• _What is expected_:
Could you write out all of the data again, word for word?

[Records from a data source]
───
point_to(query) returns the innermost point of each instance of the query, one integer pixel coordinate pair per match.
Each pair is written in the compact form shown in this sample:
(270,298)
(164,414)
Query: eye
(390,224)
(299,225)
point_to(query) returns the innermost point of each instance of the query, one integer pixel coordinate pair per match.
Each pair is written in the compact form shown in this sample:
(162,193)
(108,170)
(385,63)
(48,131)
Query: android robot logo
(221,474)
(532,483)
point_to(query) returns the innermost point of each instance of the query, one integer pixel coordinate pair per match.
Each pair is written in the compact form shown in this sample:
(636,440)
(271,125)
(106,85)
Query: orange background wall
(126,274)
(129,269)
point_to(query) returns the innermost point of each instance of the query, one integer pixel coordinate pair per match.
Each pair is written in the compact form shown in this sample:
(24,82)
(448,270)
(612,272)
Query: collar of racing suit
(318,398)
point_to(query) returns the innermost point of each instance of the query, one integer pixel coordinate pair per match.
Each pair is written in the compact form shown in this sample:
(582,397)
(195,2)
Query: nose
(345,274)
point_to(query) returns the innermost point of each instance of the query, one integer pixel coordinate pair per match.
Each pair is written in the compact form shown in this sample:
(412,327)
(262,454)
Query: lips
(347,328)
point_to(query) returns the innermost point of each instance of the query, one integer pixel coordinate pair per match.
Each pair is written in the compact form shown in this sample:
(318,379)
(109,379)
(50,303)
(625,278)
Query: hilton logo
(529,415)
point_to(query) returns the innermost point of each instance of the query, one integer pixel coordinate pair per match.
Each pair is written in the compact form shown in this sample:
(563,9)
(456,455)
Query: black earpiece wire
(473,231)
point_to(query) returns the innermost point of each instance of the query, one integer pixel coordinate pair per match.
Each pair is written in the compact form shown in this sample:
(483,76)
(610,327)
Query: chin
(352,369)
───
• _Solution below_:
point_to(query) returns the innermost point of each instance of the query, one integer pixel coordinate pair per match.
Each pair is written in the compact form shown in this sample:
(270,298)
(164,414)
Query: eye
(390,224)
(299,225)
point_to(query) returns the innermost point of each instance of the query, one integer pixel coordinate pair per match.
Each pair is written in the compact form shown in this sample:
(162,193)
(108,170)
(385,63)
(48,131)
Query: android robot logo
(221,474)
(532,483)
point_to(query) returns the innermost point of each instance of the query, one integer pixel coordinate pair per match.
Each pair is written in the compact form shown in this sample:
(636,440)
(271,125)
(106,85)
Query: orange background wall
(126,274)
(129,269)
point_to(query) returns the innermost point of each instance of the query, one integer pixel coordinate pair per match.
Each pair is written in the compact form shown in this sample:
(24,82)
(448,270)
(612,272)
Query: collar of racing suit
(318,398)
point_to(query) returns the innermost point of each instance of the query, one integer pixel coordinate pair per match.
Each pair is written in the compact form shown in this sample:
(582,397)
(195,2)
Query: nose
(345,274)
point_to(query) returns the innermost point of each instance of the query, one integer pixel coordinate pair per match.
Each pair is written in the compact form shown in this sample:
(412,327)
(262,454)
Query: lips
(347,328)
point_to(query) returns the innermost point of each instance of the query, one integer pixel coordinate pair per match.
Each pair is written in the compact form shown in this sample:
(318,379)
(109,379)
(50,303)
(625,278)
Query: hilton logo
(529,415)
point_to(query) returns the innermost point of each instance of the query, one integer pixel coordinate pair per match.
Each pair is written in the compact form shown in this sample:
(563,9)
(456,455)
Query: black earpiece wire
(473,231)
point_to(query) returns the innermost point of each instance of the query, one integer pixel coordinate pair per match.
Each pair is written in the compact form shown in this sample:
(483,76)
(610,327)
Query: chin
(352,369)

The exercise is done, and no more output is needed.